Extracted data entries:
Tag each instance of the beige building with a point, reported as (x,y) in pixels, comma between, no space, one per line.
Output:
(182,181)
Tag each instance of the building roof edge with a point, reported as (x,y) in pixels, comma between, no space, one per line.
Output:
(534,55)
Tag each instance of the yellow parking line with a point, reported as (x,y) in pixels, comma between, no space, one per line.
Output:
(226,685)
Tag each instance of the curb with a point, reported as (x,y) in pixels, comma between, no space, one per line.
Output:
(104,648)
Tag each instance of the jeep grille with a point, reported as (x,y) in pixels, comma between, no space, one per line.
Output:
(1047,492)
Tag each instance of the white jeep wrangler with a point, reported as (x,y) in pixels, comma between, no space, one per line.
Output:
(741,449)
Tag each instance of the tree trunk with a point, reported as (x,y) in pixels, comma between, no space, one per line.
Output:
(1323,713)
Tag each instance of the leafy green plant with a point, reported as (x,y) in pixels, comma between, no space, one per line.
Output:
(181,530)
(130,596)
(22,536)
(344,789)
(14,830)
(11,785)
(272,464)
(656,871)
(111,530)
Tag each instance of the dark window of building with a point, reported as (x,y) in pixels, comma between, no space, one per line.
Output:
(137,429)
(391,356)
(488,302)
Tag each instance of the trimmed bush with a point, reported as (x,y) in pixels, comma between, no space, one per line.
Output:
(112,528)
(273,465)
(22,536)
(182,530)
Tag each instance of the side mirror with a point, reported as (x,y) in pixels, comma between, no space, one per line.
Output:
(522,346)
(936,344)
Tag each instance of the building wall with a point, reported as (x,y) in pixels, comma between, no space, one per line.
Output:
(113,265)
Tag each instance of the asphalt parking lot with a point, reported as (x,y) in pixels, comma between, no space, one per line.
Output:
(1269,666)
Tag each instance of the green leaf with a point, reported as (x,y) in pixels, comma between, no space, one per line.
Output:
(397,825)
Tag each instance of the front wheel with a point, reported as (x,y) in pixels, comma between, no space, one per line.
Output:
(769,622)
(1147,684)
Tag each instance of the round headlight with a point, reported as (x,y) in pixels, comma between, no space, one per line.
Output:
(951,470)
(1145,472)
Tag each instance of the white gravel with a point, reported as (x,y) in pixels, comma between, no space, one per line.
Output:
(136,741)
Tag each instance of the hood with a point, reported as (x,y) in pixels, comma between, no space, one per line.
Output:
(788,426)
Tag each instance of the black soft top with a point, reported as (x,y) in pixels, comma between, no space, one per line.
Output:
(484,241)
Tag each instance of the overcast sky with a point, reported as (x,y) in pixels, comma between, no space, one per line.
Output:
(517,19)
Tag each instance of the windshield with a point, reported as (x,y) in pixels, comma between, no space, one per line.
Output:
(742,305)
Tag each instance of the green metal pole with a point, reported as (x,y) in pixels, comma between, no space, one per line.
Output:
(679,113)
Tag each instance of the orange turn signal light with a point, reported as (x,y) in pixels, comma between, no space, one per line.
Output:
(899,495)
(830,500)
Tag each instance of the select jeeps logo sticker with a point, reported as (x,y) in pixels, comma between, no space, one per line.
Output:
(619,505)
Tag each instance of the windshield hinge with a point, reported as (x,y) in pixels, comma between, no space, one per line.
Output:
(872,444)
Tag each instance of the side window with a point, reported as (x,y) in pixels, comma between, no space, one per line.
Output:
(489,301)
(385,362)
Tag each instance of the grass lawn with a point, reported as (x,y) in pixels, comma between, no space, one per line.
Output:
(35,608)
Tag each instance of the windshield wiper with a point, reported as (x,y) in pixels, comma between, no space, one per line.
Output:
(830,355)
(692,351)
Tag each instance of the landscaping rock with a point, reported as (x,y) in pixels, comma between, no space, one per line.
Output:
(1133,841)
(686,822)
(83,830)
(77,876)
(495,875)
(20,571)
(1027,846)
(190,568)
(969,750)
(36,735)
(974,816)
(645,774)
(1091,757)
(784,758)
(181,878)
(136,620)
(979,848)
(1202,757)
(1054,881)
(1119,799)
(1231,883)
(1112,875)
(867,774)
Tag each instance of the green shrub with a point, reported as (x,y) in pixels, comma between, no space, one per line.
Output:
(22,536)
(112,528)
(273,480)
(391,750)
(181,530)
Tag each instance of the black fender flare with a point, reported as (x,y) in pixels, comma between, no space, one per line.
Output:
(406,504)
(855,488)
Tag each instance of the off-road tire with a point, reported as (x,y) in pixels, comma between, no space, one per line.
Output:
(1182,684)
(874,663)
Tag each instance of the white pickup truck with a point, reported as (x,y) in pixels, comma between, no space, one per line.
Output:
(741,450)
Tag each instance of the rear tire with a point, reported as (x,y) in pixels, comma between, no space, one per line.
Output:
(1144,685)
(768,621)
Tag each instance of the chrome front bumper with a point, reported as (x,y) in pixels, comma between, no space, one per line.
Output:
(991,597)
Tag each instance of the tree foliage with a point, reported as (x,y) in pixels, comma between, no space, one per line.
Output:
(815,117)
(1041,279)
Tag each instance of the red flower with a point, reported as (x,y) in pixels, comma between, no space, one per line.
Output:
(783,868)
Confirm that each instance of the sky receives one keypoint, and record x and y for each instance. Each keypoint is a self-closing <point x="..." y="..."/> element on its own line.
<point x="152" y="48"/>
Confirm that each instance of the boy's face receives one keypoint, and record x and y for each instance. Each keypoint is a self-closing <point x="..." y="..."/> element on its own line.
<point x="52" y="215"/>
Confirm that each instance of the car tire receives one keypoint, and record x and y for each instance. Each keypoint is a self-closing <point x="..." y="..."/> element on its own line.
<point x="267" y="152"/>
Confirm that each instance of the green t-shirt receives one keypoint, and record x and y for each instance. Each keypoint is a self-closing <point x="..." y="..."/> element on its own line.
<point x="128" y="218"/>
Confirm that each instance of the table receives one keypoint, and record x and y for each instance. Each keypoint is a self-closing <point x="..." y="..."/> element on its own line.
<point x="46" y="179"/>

# EXERCISE PROMPT
Transcribe the entries above so that nothing in them differs from the original.

# YOUR SOLUTION
Tag each instance of the beige building with a point, reported as (x,y) in pixels, comma between, no space, one per line.
Output:
(182,181)
Tag each instance of the building roof edge with a point, reported as (x,y) in pixels, comma between, no space, one per line.
Output:
(534,55)
Tag each instance of the yellow parking line with a point, reported as (x,y) in pixels, comma between, no space, one per line.
Output:
(226,685)
Tag each instance of the curb with a point, reported as (x,y) in pixels, comma between, no space, one per line.
Output:
(104,648)
Tag each instance of the jeep grille with a point, reported as (x,y) in pixels, comma between, no space, one per line.
Output:
(1047,492)
Tag each instance of the white jeep wrangler with a point, reported as (x,y) in pixels, comma between, no space, one per line.
Output:
(741,449)
Tag each instance of the tree trunk with a point, reported as (x,y) in pixels, comma between, no space, one per line.
Output:
(1323,713)
Tag each instance of the leafy green plant with a point, reported as (x,y) in pixels, comma between, no space, one per line.
Output:
(181,530)
(130,596)
(22,536)
(344,789)
(14,830)
(11,785)
(272,464)
(656,871)
(111,530)
Tag each instance of the dark window of building with a point, reported as (x,y) in pixels, comma between, no space, one per line.
Output:
(137,429)
(391,356)
(488,302)
Tag each instance of the trimmed bush with a point, reported as (x,y) in pixels, comma between, no space, one per line.
Output:
(112,528)
(273,465)
(22,536)
(182,530)
Tag each instance of the side mirror with a point, reported as (x,y) in pixels, comma between, no space, one per line.
Output:
(522,346)
(936,344)
Tag each instance of the building wall with a point, reported as (x,y) in pixels, comma between, no space, one per line.
Output:
(113,265)
Tag each instance of the asphalt parking lot with a point, reported as (x,y) in pixels, comma between, no space, one per line.
Output:
(1269,666)
Tag each instance of the green leaf with a point, reported as (x,y) in pixels, comma between, no space, one per line.
Output:
(397,825)
Tag each instance of the front wheel with a point, reported as (x,y) in pixels, comma between, no space, one per line.
Output:
(769,622)
(1147,684)
Tag each instance of the round headlight with a point, reported as (x,y) in pixels, comma between, no space, one per line.
Output:
(951,470)
(1145,472)
Tag each instance of the white gravel with a point, reported as (x,y) in pixels, comma between, no space, one per line.
Output:
(136,741)
Tag each instance of the hood with a point, reported as (x,y) in pixels, comma between, no space, one per line.
Output:
(788,426)
Tag each instance of the black soft top with a point, reported as (x,y) in pixels, comma between, no space, one per line.
Output:
(484,241)
Tag each instance of the overcast sky with a point, reported as (x,y) in pixels, comma between, no space, one per line.
Output:
(517,19)
Tag each instance of the windshield with a point, reported as (x,y) in pixels, comma between, no space, one per line.
Output:
(742,305)
Tag each instance of the green metal pole with a point, reported as (x,y) in pixels, comma between, no space, one per line.
Output:
(679,113)
Tag each instance of the orange turn signal light with a point, reported as (x,y) in pixels, comma between, no space, one per line.
Output:
(899,495)
(830,500)
Tag each instance of the select jeeps logo sticker with a point, reported as (x,y) in pixels, comma between, no space, one per line.
Output:
(619,505)
Tag each instance of the windshield hinge with a point, reported as (x,y) in pixels, comma between, no space, one per line.
Output:
(872,444)
Tag each instance of the side window with a point, reported as (x,y) in pixels, comma between, no space, one per line.
Output:
(489,301)
(385,362)
Tag each instance of the grass lawn with a point, reported as (x,y) in pixels, comma between, no space, one per line.
Output:
(35,608)
Tag each instance of the windshield wiper with a point, reported as (x,y) in pixels, comma between, no space, one per line.
Output:
(830,355)
(692,351)
Tag each instance of the landscaping rock with a point, reported as (x,y) in pixels, comma between, no space, one per line.
Output:
(1133,841)
(686,822)
(83,830)
(77,876)
(495,875)
(20,571)
(1027,846)
(190,568)
(969,750)
(36,735)
(974,816)
(645,774)
(1091,757)
(784,758)
(181,878)
(136,620)
(979,848)
(1202,757)
(1054,881)
(1119,799)
(1231,883)
(1112,875)
(867,774)
Tag each instance of the green shrub with a point, reported as (x,y) in pixels, comma between, no space, one per line.
Output:
(22,536)
(112,528)
(273,480)
(391,750)
(181,530)
Tag each instance of the black fender flare with a point, reported as (x,y) in pixels, comma between, no space, one per line.
Output:
(406,504)
(855,488)
Tag each instance of the off-road tire with a point, reported as (x,y) in pixels, comma between, no space, one per line.
Output:
(1182,684)
(874,663)
Tag each instance of the white pickup truck with a point, reported as (x,y) in pixels, comma between, no space, one per line.
Output:
(741,450)
Tag each instance of the rear tire with a point, reported as (x,y) in pixels, comma between, no space, one per line.
Output:
(1144,685)
(768,621)
Tag each instance of the chrome front bumper with a point, reported as (x,y) in pixels, comma between, no space, one per line.
Output:
(991,597)
Tag each instance of the tree foliage with a point, reported as (x,y) in pixels, comma between, no space, one per line.
Output:
(815,117)
(1041,279)
Tag each instance of the red flower with a point, reported as (x,y) in pixels, comma between, no space, one per line.
Output:
(783,868)
Confirm that each instance of the sky receives one keypoint, and record x and y for each instance. Each keypoint is a self-closing <point x="..." y="..."/> element on its own line.
<point x="152" y="48"/>
Confirm that each instance of the boy's face receives one keypoint, and record x and y for each instance. Each keypoint is a self-closing <point x="..." y="..."/> element on its own line.
<point x="52" y="215"/>
Confirm that each instance of the car tire receives one keypoint, and record x and y for each instance. Each keypoint is a self-closing <point x="..." y="..."/> element on its own line.
<point x="267" y="152"/>
Confirm that each instance of the green t-shirt receives one keypoint, and record x and y for each instance. Each keypoint is a self-closing <point x="..." y="..."/> element on its own line.
<point x="128" y="218"/>
Confirm that each instance of the table receives one keypoint, and record x and y for each instance. Each keypoint is a self-closing <point x="..." y="..."/> element on its own line.
<point x="46" y="179"/>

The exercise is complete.